**What the task asks:** Extend the Lincoln Memorial piece below, picking up right after its final paragraph.

**Provided passage:**
Lincoln Memorial
This is one of the most easily recognizable monuments in Washington, DC. It graces the back of our $5 bill and sits directly across the Reflecting Pool from the Washington Monument. Everybody knows what it looks like.
From the outside, especially from the bottom of the steps, this is another imposing marble edifice. I like that the names of the states carved into the frieze above the colonnade. I first saw these names on the back of a $5 bill when I was in grade school. Kinda cool to see that they’re also present in the real thing.
Inside the memorial has a very different feel. There’s the famous sculpture of Lincoln sitting on that big chair, of course, with his various writings carved into the walls around him. But even though that statue is so dang big, it doesn’t feel cold or distancing. Lincoln looks like he’s just a person. Viewed from ground level the statue’s hands and feet are enormous compared to the head; I don’t know if the sculptor did that deliberately, or if it’s just an artifact of perspective because we’re looking up at it.
I’m strongly drawn to the hands of this sculpture. Neither of them indicates a relaxed posture; the fingers of the right hand are gripping the armrest of the chair, and the left hand is closed in a fist. I don’t know what those hands are intended to convey, but to me they suggest tension.
Isn’t that slightly raised right index finger interesting? I wonder if that was an actual mannerism of Lincoln’s, or just an artistic decision made by the sculptor.

**Data listing:**
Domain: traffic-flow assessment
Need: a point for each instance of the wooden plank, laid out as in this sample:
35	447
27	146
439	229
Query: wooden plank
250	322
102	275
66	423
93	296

**Reply:**
Lincoln’s Gettysburg Address is, of course, among those writings inscribed on the wall of the memorial. For some reason I’d assumed that the bit we all know was the beginning of a much longer speech. But no, the entire thing is contained in this single panel. Simple and eloquent. Why the heck do politicians talk so dang much today? And why do they so often seem to say so little?
Vietnam Veterans Memorial I knew what the Vietnam Memorial was going to look like, having seen plenty of pictures and followed from afar the design and construction of it. And everyone I knew who had seen it raved at how touching it is. The one thing that pictures and words cannot convey is what it feels like to walk by the wall. Getting to the wall from the Lincoln Memorial you walk past a monument to the U.S. soldiers who fought in Vietnam.
It’s slightly larger than life-size and the details are amazing. From the expressions on their faces these men are exhausted and yet resolved. I wish we’d had more time so I could take pictures of this piece from different angles.
The Vietnam Wall is shaped like a long, meandering trapezoid. Like the FDR Memorial, this is one that you don’t just approach and leave; the path takes you along the entire length of the Wall. The panels on each end taper up towards the panels in the middle. This is visually pleasing, but the effect results from the fact that each panel bears the names of the soldiers who died in a given year of the war, and so the overall shape of the wall is a long, tapered trapezoid. I didn’t have the right equipment to get all or even any significant portion of the Wall in a photograph, so I didn’t even try.
You might not expect a simple list of names to be so moving. I certainly didn’t. And while this listing might seem like a way of making the names anonymous, it had the opposite effect. I don’t have a relative whose name is on the Wall so none of the names here meant anything to me personally. But when you are confronted with the sheer magnitude of the mortality and the (mostly) young people who were lost to their families, it’s very sobering.
Note that there are no ranks among the names. Each name on the wall represents a person who served and died, and military ranks don’t matter to the dead. Nobody gets special treatment in this memorial.
Slightly off the beaten path and therefore not heavily visited is the Vietnam Women’s Monument. There are only eight women’s names on the Wall, but there were ~11,000 women who served in Vietnam, mostly as nurses. The Vietnam Women’s Monument recognizes the skills of these women as they tend to a wounded soldier.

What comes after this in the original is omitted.